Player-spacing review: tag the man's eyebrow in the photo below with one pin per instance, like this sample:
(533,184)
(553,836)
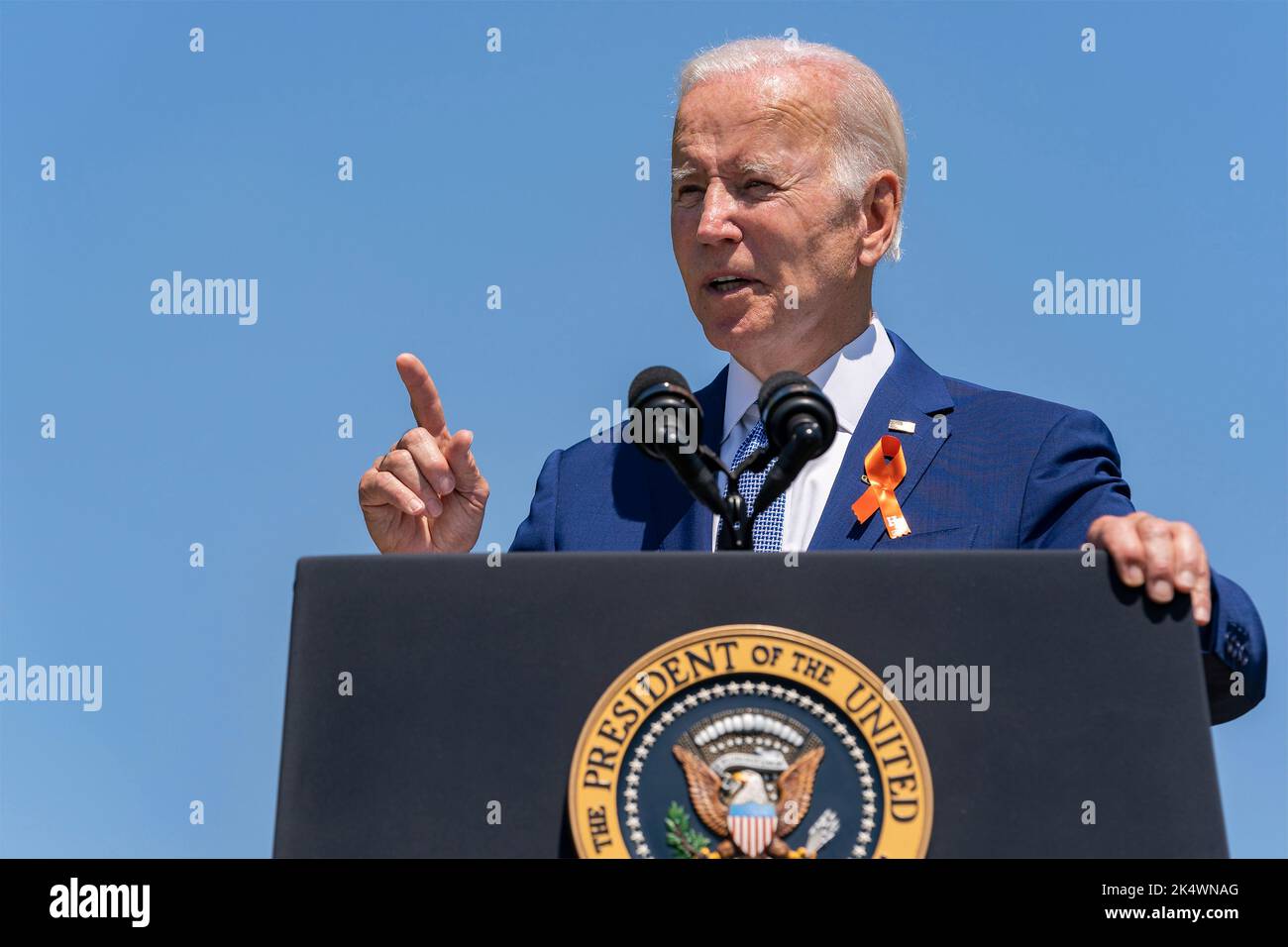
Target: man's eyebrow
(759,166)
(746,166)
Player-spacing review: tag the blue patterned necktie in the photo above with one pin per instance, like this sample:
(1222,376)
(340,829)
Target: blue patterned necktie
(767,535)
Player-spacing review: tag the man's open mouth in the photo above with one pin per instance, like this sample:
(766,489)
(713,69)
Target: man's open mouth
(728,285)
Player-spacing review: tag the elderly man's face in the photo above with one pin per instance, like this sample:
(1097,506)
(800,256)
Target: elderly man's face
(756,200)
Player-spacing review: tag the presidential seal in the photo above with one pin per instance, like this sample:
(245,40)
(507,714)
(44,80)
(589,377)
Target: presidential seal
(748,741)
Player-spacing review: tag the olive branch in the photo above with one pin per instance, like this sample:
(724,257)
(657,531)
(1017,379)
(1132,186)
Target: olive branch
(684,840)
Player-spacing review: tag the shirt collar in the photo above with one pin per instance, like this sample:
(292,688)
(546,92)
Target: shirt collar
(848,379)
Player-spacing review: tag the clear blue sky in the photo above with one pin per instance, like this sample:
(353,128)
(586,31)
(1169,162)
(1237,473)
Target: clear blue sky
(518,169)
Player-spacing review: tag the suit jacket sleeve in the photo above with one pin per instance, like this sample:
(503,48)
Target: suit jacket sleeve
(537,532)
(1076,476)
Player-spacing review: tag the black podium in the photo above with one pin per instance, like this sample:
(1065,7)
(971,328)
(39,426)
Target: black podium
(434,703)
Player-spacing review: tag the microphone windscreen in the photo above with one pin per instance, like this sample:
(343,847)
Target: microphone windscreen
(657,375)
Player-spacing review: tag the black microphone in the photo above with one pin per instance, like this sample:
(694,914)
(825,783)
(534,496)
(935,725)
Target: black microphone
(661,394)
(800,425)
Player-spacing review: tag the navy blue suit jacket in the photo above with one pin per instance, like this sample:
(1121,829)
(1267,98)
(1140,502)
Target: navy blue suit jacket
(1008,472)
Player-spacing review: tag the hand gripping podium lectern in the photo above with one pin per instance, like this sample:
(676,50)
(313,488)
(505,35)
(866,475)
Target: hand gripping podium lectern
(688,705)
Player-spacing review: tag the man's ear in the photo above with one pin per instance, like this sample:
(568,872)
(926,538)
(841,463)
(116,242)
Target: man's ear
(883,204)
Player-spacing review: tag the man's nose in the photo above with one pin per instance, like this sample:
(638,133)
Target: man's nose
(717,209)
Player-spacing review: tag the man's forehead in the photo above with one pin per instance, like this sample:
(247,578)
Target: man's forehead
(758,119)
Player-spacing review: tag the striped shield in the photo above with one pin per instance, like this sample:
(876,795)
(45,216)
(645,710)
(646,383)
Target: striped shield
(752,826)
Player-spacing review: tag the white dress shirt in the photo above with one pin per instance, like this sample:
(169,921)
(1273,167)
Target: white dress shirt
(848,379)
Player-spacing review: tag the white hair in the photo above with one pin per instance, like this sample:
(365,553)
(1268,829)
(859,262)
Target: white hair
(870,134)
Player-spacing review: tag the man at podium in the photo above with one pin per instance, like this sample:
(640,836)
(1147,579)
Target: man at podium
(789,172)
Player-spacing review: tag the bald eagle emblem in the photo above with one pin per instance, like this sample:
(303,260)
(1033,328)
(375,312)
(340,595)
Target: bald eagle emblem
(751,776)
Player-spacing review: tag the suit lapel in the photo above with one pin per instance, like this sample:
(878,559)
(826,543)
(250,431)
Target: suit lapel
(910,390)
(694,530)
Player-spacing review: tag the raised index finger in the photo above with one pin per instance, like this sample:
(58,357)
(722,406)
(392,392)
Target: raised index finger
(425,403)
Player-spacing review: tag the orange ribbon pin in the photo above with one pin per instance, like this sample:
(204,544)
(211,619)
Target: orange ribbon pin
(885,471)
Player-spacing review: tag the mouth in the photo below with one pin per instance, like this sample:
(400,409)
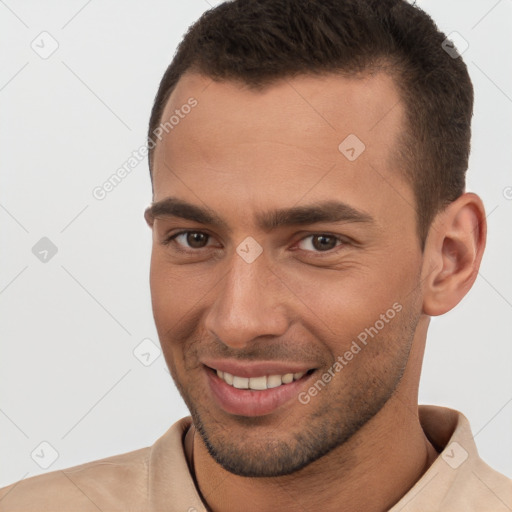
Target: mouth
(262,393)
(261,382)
* * * * *
**TASK PROMPT**
Pull every line containing the string "below" out of the data above and copy it.

**RESPONSE AREA**
Player-spacing review: tag the man's eyebrow in the photo below with one pin per instance, like this sample:
Player-spacing review: tag the mouth in the photo below with one pin per instance, like this sample:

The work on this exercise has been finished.